**Stated problem**
Reproduce the data below, starting at the line that contains "point: electrical cord" and continuing through the final line, with both of those lines included.

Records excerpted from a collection
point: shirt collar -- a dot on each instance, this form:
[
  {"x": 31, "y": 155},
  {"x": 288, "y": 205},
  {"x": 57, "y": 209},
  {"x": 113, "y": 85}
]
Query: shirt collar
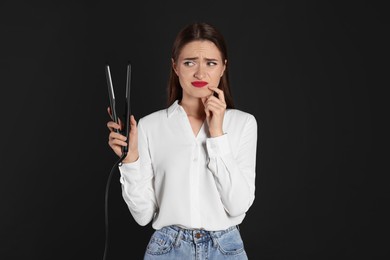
[{"x": 173, "y": 108}]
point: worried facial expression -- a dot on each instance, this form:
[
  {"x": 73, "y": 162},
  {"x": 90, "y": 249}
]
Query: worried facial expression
[{"x": 198, "y": 66}]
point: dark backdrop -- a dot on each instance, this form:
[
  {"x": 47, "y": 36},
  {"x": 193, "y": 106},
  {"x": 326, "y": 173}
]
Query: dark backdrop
[{"x": 305, "y": 69}]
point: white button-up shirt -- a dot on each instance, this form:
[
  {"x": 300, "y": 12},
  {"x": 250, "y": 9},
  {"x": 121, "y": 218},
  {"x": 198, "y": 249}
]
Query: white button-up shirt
[{"x": 187, "y": 180}]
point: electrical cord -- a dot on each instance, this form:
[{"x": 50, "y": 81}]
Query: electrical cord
[{"x": 117, "y": 163}]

**Response for this exercise**
point: electrical cord -- a dot on each instance, this form:
[{"x": 50, "y": 81}]
Query: electrical cord
[{"x": 117, "y": 163}]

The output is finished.